--- start Page text ---
According to Blair 'nothing should be
ruled out' when considering the solution to the looming energy
crisis. Yet his obsession with the market means he has already ruled
out the only viable, safe and efficient option – the public
ownership, integration and planning of the entire energy sector.
There
are plenty of ways to produce energy without destroying the
environment. Wind, wave, and solar power all have a part to play. So
does the cleaner use of fossil fuels, in particular, fluidised bed
combustion technology for burning coal. Research is desperately
needed into clean nuclear technology, notably nuclear fusion,
generating power by extracting heavy hydrogen isotopes from water
without waste or the risk of new Chernobyls. Unlike nuclear fission,
which tears atomic nuclei apart to release energy, fusion involves
squeezing the nuclei of two hydrogen atoms together. The hydrogen
fuel is part heavy hydrogen or deuterium, which can be easily
extracted from water, and part super-heavy hydrogen or tritium, which
can be made from lithium, a reasonably abundant metal. The energy
produced is truly colossal.
The
private sector will not provide the necessary investment or planning.
Electricity, gas, oil and coal must be taken back into public
ownership and an integrated energy plan drawn up concerned with the
safe long term production of our energy needs without harming the
health of the workforce or the future of the planet.
Within
the chaos of the market system nuclear power can never be safe. The
reactors currently contributing to the electricity network need to be
safely decommissioned, the private sector cannot be trusted to do
that either. The workforce must be provided with guaranteed jobs.
--- end Page text ---
**Goal 1:**
According to the energy text, what can tritium be made from?
**Goal 2:**
Copy the energy text from "According to Blair" up to and including "entire energy sector.".
**Goal 3:**
Does the energy text agree with each statement below? Answer yes or no for each and quote the deciding words.
(a) Fusion tears atomic nuclei apart to release energy.
(b) Deuterium can be easily extracted from water.
(c) The private sector will provide the necessary investment and planning.
--- start Provided data ---
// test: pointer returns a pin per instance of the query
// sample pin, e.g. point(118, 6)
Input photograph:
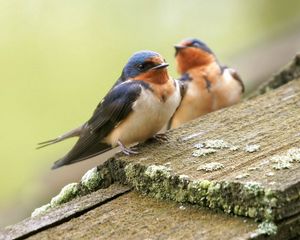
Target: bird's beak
point(162, 65)
point(178, 48)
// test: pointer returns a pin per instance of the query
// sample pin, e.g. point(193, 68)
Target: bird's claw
point(127, 151)
point(161, 137)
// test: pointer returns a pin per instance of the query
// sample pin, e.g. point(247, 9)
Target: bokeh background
point(59, 57)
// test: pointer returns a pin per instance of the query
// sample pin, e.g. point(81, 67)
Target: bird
point(136, 108)
point(209, 85)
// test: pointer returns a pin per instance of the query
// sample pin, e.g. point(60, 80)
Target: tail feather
point(73, 133)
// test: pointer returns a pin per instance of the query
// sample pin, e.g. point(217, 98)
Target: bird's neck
point(193, 59)
point(159, 77)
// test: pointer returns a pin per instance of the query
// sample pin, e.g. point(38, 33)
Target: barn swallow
point(210, 85)
point(138, 106)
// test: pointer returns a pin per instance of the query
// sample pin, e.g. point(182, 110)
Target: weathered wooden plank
point(133, 216)
point(62, 214)
point(247, 183)
point(251, 167)
point(288, 73)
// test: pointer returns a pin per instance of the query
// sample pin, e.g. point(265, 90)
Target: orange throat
point(159, 76)
point(190, 58)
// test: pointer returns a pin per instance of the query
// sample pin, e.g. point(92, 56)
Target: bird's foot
point(161, 137)
point(127, 151)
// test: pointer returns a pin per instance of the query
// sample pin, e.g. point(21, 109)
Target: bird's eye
point(197, 45)
point(144, 66)
point(141, 66)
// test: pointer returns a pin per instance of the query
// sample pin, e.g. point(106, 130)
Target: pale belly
point(148, 117)
point(195, 103)
point(228, 92)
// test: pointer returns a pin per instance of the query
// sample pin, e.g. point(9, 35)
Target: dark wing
point(237, 77)
point(115, 107)
point(183, 88)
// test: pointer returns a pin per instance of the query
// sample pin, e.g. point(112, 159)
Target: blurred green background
point(59, 57)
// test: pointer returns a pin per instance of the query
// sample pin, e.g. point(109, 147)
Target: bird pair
point(145, 99)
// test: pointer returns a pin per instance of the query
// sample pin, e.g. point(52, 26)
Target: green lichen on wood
point(286, 160)
point(92, 179)
point(209, 167)
point(67, 193)
point(249, 199)
point(41, 210)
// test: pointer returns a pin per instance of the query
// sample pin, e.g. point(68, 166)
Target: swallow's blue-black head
point(191, 53)
point(192, 43)
point(142, 62)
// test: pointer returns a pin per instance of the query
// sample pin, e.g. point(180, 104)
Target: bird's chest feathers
point(163, 91)
point(155, 104)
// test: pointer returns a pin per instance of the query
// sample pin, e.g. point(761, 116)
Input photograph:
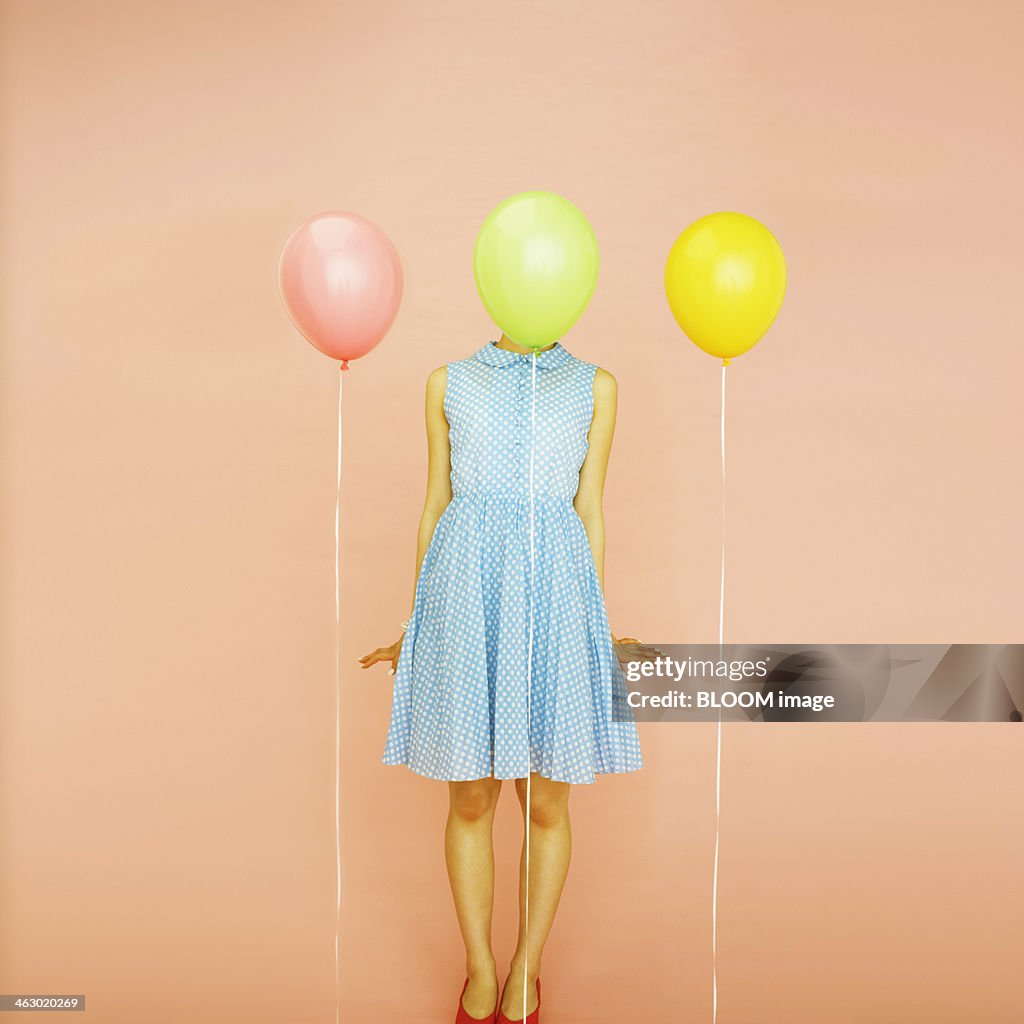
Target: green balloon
point(536, 263)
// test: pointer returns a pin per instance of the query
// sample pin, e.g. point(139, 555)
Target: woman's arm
point(588, 501)
point(438, 494)
point(438, 467)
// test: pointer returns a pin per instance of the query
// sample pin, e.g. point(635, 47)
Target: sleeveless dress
point(460, 706)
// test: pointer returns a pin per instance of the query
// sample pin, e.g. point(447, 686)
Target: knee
point(472, 801)
point(547, 810)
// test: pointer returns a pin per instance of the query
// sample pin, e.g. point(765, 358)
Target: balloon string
point(337, 721)
point(718, 736)
point(529, 673)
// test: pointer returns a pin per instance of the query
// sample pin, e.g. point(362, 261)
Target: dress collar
point(496, 356)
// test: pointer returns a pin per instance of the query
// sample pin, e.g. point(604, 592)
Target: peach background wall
point(168, 470)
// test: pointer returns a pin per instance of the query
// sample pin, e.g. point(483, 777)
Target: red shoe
point(463, 1017)
point(534, 1018)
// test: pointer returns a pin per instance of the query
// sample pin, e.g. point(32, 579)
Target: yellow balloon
point(725, 280)
point(536, 263)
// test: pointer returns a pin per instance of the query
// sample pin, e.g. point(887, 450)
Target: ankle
point(481, 967)
point(518, 967)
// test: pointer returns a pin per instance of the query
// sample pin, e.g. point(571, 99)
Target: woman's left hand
point(636, 651)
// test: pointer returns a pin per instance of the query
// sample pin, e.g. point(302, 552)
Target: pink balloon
point(341, 282)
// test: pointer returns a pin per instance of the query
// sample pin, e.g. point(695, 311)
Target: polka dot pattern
point(460, 705)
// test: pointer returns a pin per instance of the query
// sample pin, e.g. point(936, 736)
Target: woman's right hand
point(384, 654)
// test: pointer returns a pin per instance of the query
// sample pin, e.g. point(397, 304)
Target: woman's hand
point(637, 651)
point(384, 654)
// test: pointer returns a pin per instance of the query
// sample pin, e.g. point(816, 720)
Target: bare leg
point(550, 849)
point(469, 855)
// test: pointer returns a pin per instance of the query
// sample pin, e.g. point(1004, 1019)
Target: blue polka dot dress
point(460, 709)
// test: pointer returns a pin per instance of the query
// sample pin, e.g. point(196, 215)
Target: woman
point(510, 573)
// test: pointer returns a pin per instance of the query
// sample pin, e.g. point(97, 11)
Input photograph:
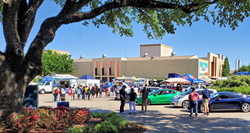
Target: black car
point(227, 101)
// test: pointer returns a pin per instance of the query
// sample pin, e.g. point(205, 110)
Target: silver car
point(182, 100)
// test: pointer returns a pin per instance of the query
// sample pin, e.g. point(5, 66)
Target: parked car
point(182, 100)
point(151, 89)
point(162, 96)
point(227, 101)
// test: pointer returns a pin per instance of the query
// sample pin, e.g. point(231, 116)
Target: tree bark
point(12, 87)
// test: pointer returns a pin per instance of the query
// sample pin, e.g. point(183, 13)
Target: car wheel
point(201, 108)
point(42, 91)
point(245, 107)
point(148, 102)
point(185, 104)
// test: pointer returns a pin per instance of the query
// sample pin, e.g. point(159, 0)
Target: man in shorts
point(206, 99)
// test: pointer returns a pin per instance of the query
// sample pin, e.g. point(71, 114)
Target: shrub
point(48, 118)
point(98, 115)
point(105, 127)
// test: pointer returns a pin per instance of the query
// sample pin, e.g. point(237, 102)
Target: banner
point(203, 69)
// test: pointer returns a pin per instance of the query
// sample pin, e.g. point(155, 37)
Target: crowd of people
point(82, 92)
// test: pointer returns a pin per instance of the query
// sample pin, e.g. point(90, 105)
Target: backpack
point(57, 91)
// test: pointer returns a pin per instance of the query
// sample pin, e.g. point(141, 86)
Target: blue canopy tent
point(242, 73)
point(192, 79)
point(86, 77)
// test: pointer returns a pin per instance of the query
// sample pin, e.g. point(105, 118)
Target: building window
point(95, 71)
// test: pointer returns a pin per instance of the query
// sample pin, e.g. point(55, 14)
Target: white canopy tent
point(176, 81)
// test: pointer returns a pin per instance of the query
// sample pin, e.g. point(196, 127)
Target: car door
point(158, 97)
point(200, 93)
point(234, 101)
point(221, 104)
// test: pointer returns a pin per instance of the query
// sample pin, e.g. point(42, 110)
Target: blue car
point(227, 101)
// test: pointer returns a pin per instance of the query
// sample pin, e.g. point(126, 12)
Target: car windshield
point(187, 92)
point(40, 83)
point(214, 95)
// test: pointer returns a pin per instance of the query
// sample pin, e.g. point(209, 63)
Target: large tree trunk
point(12, 87)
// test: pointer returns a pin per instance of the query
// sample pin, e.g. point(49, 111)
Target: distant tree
point(226, 68)
point(235, 71)
point(243, 69)
point(55, 62)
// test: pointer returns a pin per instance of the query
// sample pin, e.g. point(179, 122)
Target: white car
point(182, 100)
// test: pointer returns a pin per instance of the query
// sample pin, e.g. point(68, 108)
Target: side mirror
point(217, 99)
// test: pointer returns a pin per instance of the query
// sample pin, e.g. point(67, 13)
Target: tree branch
point(26, 18)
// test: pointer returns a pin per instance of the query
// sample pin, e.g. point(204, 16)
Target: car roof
point(202, 89)
point(228, 92)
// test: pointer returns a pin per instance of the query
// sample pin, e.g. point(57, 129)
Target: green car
point(163, 96)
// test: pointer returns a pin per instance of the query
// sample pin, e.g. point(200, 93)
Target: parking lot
point(166, 118)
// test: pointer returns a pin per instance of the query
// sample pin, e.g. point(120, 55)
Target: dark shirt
point(205, 93)
point(122, 93)
point(132, 96)
point(144, 94)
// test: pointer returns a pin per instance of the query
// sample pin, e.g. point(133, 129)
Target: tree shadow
point(157, 122)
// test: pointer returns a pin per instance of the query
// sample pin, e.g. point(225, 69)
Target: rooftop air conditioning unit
point(82, 57)
point(104, 56)
point(173, 54)
point(145, 55)
point(153, 58)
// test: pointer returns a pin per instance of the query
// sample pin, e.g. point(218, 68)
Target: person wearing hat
point(206, 99)
point(123, 99)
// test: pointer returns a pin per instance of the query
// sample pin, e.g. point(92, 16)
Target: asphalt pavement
point(166, 118)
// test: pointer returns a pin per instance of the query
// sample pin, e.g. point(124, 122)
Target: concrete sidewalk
point(167, 118)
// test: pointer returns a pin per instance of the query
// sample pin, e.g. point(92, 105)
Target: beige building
point(156, 61)
point(58, 51)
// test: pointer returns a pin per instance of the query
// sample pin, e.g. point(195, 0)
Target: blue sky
point(200, 38)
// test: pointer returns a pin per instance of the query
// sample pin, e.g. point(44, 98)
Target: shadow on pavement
point(157, 122)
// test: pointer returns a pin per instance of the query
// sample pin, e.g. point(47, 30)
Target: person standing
point(123, 99)
point(62, 93)
point(96, 91)
point(193, 98)
point(144, 93)
point(206, 99)
point(92, 91)
point(106, 91)
point(78, 92)
point(70, 91)
point(83, 88)
point(55, 92)
point(100, 91)
point(133, 96)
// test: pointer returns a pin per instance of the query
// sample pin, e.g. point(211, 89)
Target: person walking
point(100, 92)
point(55, 93)
point(83, 88)
point(62, 92)
point(133, 96)
point(87, 93)
point(193, 98)
point(70, 91)
point(144, 93)
point(123, 99)
point(92, 91)
point(96, 91)
point(74, 91)
point(79, 92)
point(106, 91)
point(206, 99)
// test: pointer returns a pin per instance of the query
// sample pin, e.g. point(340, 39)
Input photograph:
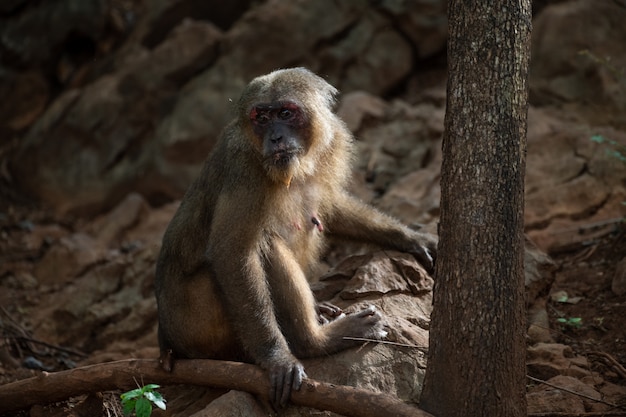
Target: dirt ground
point(584, 313)
point(584, 277)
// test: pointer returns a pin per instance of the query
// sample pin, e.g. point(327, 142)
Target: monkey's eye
point(262, 118)
point(285, 114)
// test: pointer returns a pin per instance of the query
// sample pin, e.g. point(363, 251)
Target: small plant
point(140, 400)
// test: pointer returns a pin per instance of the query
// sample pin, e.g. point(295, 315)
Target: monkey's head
point(287, 116)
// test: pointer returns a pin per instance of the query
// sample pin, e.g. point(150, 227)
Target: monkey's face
point(280, 129)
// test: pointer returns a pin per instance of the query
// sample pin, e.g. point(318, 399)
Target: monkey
point(231, 276)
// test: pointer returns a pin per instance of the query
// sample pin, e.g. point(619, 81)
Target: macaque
point(231, 278)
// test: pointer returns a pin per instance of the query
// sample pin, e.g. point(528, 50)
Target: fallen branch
point(57, 386)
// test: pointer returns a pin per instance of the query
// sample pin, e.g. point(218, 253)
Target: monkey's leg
point(296, 311)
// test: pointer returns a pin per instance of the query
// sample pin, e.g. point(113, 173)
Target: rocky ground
point(105, 134)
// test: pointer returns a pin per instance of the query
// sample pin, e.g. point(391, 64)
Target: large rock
point(156, 106)
point(96, 144)
point(584, 65)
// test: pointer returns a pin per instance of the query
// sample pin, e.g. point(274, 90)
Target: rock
point(357, 106)
point(579, 67)
point(618, 284)
point(68, 258)
point(41, 33)
point(547, 360)
point(127, 214)
point(539, 270)
point(548, 399)
point(233, 404)
point(423, 21)
point(94, 145)
point(26, 95)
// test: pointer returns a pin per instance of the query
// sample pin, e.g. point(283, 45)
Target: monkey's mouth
point(283, 158)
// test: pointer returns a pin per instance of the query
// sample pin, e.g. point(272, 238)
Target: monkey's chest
point(300, 224)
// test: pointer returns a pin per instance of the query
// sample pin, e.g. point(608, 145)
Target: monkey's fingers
point(284, 379)
point(424, 257)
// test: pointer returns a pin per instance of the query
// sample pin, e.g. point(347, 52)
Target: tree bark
point(477, 349)
point(57, 386)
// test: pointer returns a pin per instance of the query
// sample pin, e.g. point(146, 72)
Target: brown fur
point(231, 277)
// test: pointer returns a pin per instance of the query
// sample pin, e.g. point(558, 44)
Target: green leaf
point(598, 138)
point(143, 408)
point(157, 399)
point(136, 393)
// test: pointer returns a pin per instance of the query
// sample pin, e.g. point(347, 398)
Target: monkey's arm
point(236, 260)
point(353, 219)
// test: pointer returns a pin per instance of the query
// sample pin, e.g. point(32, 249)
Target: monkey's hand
point(425, 250)
point(327, 312)
point(286, 374)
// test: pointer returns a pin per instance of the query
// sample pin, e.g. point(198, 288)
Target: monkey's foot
point(166, 360)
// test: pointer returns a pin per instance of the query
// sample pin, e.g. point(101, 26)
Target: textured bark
point(57, 386)
point(477, 350)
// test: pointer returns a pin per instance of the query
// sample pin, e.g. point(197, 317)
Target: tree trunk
point(476, 363)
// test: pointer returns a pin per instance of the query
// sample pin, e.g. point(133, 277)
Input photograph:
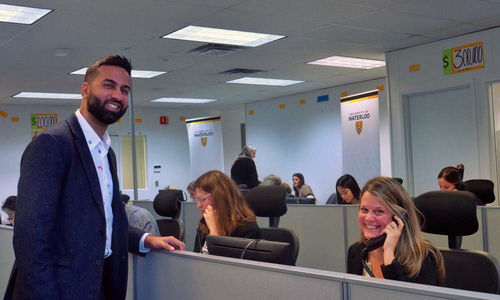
--- end Provided data ---
**Expected answer 1:**
Lithium, a reasonably abundant metal.

**Expected answer 2:**
According to Blair 'nothing should be
ruled out' when considering the solution to the looming energy
crisis. Yet his obsession with the market means he has already ruled
out the only viable, safe and efficient option – the public
ownership, integration and planning of the entire energy sector.

**Expected answer 3:**
(a) No: "Unlike nuclear fission, which tears atomic nuclei apart to release energy, fusion involves squeezing the nuclei of two hydrogen atoms together."
(b) Yes: "deuterium, which can be easily extracted from water"
(c) No: "The private sector will not provide the necessary investment or planning."